Au moment de quitter Lhassa en direction de l'est, les autorités nous imposent un second guide, officiellement pour des raisons de sécurité et en raison de l'importance de notre groupe (16 personnes). Ce nouvel arrivant voyagera avec nous, Dhargye s'installant tour à tour dans le 4x4 de Raymond-Lucie et le truck jaune de Charlotte et Xavier.
La partie orientale du Tibet est très différente de la partie occidentale. Les forêts y abondent et elle est accidentée, creusée de profondes vallées dominées par des pics très élevés. Là, coulent des fleuves ou des affluents aux noms tibétains qui s'appelleront, bien plus loin Brahmapoutre, Mékong ou Yang Tsé Kiang.
Les Chinois prisent fort cette région sauvage et verdoyante que certains appellent la "Suisse tibétaine".
Les cols dépassent rarement 5000 mètres mais la route descend souvent très bas au fond des gorges pour repartir de plus belle à l'assaut du col suivant, par d'interminables séries de lacets. De plus, comme nos bivouacs sont parfois aux alentours de 2000 mètres, ces dénivelés et pourcentages importants ne font pas du tout les affaires de Tirésias, qui n'est toujours pas réparé.
En outre, mieux vaut ne pas avoir le vertige. Les à-pics sont impressionnants et il n'y a souvent aucun parapet ni rail de sécurité. Quand on croise un véhicule venant en sens inverse et qu'il faut serrer à droite au bord du précipice, le passager doit avoir le cœur bien accroché ! Sans être vraiment dangereux, certains passages demandent quand-même une extrême attention. C'est exaltant, mais parfois stressant et toujours fatigant.
Enfin, la G 318, baptisée "route de l'amitié" est dans un état beaucoup plus médiocre que la G 219. Nous avons dû rouler presque tous les jours, parfois longuement, sur des portions de chaussée en travaux, dans des conditions précaires. Heureusement qu'il n'a pas plu et que nous n'avons trouvé de neige qu'en haut des cols.
Première étape : Lhassa - Linzhi
Cette longue étape nous fait passer par plusieurs cols, souvent enneigés au sommet.
En chemin, nous croisons des pélerins en route vers le Jokhang, dans la même attitude que celle que nous avons vue aux abords du temple. Ils font deux ou trois pas, selon leur taille, et s'allongent pour se prosterner, avant de reprendre leur marche.
D'où viennent-ils et quelle distance parcourent-ils ainsi ?
Ils partent de leur village, très exactement du seuil de leur maison et effectuent cette série de prosternations juqu'à Lhassa. Cela peut représenter plusieurs centaines de kilomètres, pendant des mois.

**TRAVAIL À FAIRE**
Extrayez du texte sur le Tibet oriental tout ce qui va de « Première étape : Lhassa » jusqu'à « pendant des mois. », sans rien modifier. Appuyez-vous uniquement sur le texte sur le Tibet oriental.

**Données**

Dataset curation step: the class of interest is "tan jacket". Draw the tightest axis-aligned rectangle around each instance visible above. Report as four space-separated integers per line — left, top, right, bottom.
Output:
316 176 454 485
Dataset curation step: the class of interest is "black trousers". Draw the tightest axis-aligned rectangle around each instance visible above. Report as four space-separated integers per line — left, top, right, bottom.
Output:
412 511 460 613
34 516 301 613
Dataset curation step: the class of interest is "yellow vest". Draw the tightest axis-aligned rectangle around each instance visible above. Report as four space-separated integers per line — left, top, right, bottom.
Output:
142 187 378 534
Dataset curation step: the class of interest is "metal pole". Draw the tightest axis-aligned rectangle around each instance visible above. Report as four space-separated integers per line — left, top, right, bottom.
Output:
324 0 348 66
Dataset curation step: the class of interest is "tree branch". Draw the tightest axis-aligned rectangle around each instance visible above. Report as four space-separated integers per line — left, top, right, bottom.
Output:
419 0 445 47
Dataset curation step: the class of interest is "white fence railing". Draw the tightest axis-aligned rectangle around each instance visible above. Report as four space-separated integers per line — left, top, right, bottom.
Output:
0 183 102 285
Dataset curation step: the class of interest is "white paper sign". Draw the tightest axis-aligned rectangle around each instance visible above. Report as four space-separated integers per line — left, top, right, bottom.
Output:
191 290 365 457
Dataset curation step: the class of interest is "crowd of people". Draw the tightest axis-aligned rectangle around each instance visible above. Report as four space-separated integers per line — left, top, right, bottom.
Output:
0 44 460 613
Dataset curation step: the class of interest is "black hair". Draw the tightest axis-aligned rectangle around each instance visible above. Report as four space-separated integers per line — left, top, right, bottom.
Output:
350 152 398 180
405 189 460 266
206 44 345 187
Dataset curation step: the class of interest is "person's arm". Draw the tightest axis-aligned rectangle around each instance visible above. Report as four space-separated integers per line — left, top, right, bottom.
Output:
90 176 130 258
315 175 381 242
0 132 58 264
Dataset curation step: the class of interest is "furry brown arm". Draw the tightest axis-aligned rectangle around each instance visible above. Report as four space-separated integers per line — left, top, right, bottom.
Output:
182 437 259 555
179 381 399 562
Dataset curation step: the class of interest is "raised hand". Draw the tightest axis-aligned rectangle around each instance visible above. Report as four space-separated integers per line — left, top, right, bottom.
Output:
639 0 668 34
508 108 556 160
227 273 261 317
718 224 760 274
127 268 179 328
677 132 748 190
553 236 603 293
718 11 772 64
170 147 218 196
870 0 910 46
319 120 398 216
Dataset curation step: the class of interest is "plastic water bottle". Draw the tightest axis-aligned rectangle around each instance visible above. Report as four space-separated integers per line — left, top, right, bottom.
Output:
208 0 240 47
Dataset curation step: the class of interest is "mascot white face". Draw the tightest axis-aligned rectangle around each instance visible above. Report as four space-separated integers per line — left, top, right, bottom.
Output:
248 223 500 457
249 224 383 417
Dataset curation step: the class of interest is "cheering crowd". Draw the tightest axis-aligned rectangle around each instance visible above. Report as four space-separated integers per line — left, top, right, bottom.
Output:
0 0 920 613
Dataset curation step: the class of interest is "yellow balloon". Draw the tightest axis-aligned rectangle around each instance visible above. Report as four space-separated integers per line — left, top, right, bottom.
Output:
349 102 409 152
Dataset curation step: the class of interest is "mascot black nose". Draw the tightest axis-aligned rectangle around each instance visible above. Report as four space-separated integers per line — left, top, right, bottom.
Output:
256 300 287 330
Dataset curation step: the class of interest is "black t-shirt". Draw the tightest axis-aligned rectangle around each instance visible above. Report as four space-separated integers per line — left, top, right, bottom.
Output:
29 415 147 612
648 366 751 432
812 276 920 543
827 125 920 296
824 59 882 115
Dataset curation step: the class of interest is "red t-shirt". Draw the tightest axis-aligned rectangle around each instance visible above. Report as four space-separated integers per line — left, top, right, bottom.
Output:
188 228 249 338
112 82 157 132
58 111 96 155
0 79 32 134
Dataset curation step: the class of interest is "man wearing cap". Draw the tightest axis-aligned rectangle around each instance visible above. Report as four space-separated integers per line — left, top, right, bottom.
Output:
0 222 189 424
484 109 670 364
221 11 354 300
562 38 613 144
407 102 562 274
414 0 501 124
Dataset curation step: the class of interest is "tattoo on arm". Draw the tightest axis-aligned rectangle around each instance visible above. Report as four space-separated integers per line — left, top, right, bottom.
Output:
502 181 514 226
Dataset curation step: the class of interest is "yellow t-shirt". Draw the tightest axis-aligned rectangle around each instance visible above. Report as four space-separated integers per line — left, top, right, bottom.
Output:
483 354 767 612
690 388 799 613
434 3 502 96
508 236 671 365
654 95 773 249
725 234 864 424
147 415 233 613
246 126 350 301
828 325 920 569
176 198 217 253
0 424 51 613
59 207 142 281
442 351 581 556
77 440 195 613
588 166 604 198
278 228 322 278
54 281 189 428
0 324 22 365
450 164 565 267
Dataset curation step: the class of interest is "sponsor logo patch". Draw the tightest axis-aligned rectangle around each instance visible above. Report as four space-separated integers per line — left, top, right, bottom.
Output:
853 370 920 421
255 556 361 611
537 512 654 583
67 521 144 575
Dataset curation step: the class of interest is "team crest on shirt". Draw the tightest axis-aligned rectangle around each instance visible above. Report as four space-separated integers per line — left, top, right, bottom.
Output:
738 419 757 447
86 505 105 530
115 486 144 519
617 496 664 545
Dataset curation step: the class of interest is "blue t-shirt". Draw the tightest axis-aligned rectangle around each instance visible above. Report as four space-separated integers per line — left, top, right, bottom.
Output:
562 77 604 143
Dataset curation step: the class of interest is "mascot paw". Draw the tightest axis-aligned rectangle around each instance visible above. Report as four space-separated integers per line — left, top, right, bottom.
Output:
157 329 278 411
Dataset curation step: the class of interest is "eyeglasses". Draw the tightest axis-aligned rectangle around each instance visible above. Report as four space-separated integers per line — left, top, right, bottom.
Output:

**RÉPONSE RÉDIGÉE**
Première étape : Lhassa - Linzhi
Cette longue étape nous fait passer par plusieurs cols, souvent enneigés au sommet.
En chemin, nous croisons des pélerins en route vers le Jokhang, dans la même attitude que celle que nous avons vue aux abords du temple. Ils font deux ou trois pas, selon leur taille, et s'allongent pour se prosterner, avant de reprendre leur marche.
D'où viennent-ils et quelle distance parcourent-ils ainsi ?
Ils partent de leur village, très exactement du seuil de leur maison et effectuent cette série de prosternations juqu'à Lhassa. Cela peut représenter plusieurs centaines de kilomètres, pendant des mois.